**Extract provided:**
# Slapton Sands Closed



## Deleted member 56601 (Jun 23, 2018)

This is not on the POIs, but a lot of vans used to overnight in the monument car park.

The road was damaged by severe storms a few months ago and the road has been closed completely, so there is no access to the car park.


----------



## harrow (Jun 23, 2018)

Edina said:


> This is not on the POIs, but a lot of vans used to overnight in the monument car park.
> 
> The road was damaged by severe storms a few months ago and the road has been closed completely, so there is no access to the car park.



They will have to use the camping club site.


----------



## barryd (Jun 23, 2018)

I once stopped in the main beach car park there in Early January in a horrendous snow storm and it was getting dark.  Completely empty of course, I even bought a ticket and some local actually bothered in the morning to stomp across in 6 inches of snow to tell me there was no overnight camping allowed. :idea-007:


----------



## campervanannie (Jun 23, 2018)

That’s buggered my plans looks like my southern tour will have to start at Weymouth and then work my way across to Kent then up to to Attleborough.


----------



## Nigel L (Jun 24, 2018)

Was also planning to visit a bit later in the year.
Anyone know for how long it will be closed?


----------



## harrow (Jun 24, 2018)

What I would say in you use the camping club site, 

the inland streets by the tower inn are VERY narrow

The Tower Inn - Slapton B&B, Pub and Restaurant - near Torcross


----------



## 2cv (Jun 24, 2018)

Look what happens when there are no motorhomers to keep an eye on things! Fisherman robbed of haul at sea off Devon's Slapton Sands - BBC News


----------



## Deleted member 56601 (Jul 9, 2018)

After reading on a fishing forum that it is possible to reach the car park from t'other end, we had a tootle out there this morning. Went via Totnes, Kingsbridge and along the estuary (pretty route) to Torcross, all decent roads and bus routes with a few of the usual narrow places. The car park is open and usable, but the toilet block is boarded up. 

Had a crab sandwich lunch at Torcross and a good trip home - Exeter to Slapton car park about an hour and a half.


----------

**Data:**
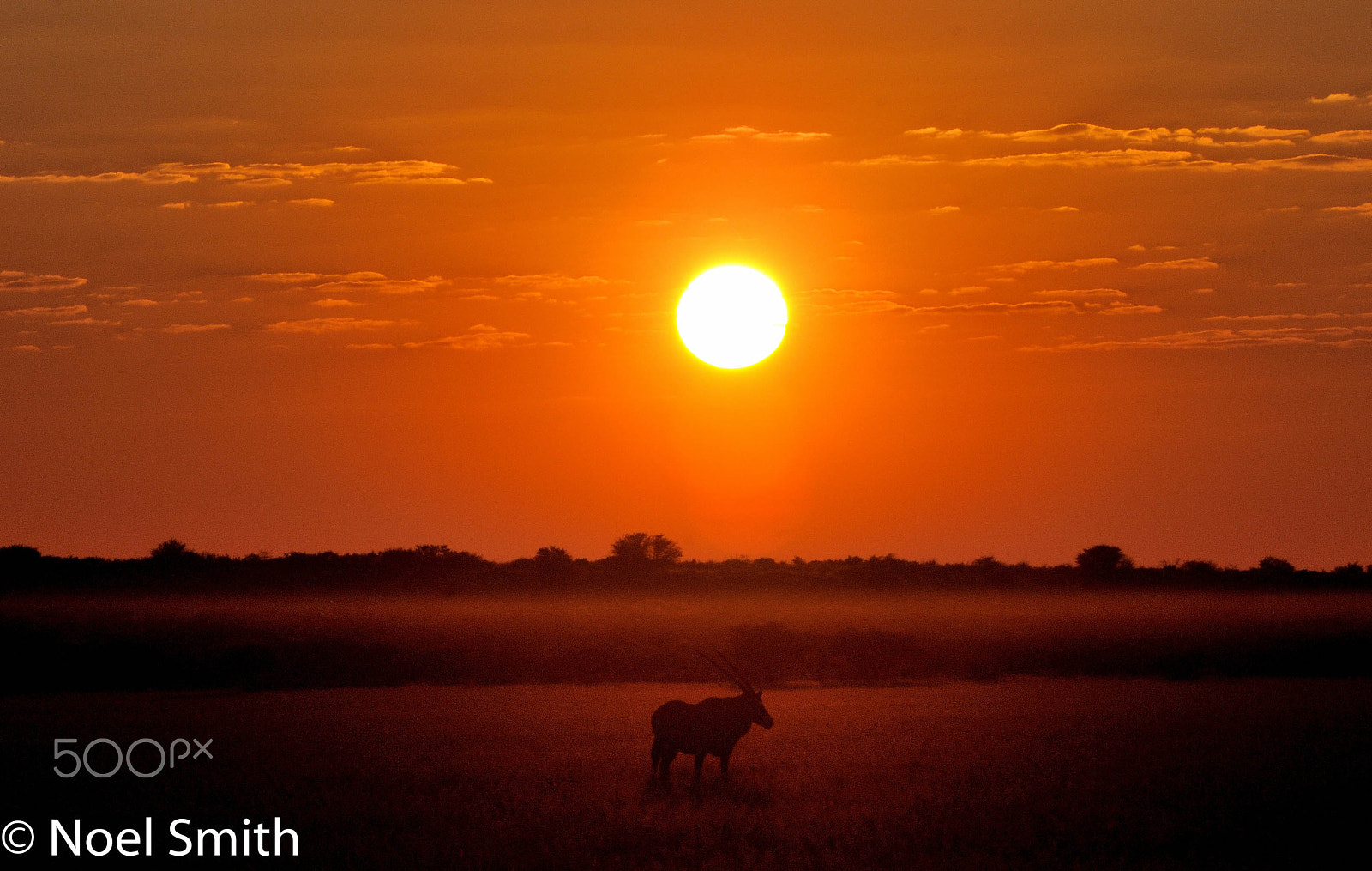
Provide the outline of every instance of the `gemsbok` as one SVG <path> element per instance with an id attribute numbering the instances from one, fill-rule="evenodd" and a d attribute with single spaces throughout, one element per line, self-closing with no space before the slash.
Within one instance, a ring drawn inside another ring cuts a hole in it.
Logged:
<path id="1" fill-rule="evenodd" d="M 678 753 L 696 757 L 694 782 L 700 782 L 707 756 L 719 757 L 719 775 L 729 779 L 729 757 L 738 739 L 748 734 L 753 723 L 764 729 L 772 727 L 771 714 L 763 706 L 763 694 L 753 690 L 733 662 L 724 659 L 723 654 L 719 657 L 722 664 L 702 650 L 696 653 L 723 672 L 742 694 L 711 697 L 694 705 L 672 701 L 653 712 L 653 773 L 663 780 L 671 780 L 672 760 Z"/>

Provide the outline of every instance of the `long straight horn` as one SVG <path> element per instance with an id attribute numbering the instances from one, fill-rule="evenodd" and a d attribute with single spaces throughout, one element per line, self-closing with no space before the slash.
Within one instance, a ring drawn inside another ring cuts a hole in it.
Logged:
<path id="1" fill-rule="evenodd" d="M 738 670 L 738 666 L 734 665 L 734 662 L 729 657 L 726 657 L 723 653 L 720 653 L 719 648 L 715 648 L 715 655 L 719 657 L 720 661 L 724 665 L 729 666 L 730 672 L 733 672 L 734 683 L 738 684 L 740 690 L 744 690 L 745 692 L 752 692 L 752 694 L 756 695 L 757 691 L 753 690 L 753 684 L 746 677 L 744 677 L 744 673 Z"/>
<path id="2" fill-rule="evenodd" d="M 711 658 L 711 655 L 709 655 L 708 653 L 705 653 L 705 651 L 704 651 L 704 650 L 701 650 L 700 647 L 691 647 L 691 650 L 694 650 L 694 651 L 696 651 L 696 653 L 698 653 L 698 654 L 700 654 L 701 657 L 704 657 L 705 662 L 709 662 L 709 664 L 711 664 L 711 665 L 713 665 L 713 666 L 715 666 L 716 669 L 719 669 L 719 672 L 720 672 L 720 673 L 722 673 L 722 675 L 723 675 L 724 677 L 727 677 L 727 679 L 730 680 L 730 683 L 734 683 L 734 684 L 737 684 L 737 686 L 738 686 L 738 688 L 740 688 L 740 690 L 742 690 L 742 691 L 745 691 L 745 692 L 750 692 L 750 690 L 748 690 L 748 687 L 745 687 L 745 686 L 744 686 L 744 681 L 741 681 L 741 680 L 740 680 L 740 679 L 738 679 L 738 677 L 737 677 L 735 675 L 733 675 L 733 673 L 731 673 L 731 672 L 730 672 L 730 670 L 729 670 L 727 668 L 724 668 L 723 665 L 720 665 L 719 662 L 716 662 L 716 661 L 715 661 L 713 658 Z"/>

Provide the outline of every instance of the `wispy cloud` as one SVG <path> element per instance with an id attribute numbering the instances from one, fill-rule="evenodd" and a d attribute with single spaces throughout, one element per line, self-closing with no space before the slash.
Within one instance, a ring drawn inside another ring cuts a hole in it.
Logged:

**Task directions:** From the Slapton Sands thread, reproduce word for word the passage starting with "## Deleted member 56601 (Jul" and going on through "and a half.".

**Solution to the problem:**
## Deleted member 56601 (Jul 9, 2018)

After reading on a fishing forum that it is possible to reach the car park from t'other end, we had a tootle out there this morning. Went via Totnes, Kingsbridge and along the estuary (pretty route) to Torcross, all decent roads and bus routes with a few of the usual narrow places. The car park is open and usable, but the toilet block is boarded up. 

Had a crab sandwich lunch at Torcross and a good trip home - Exeter to Slapton car park about an hour and a half.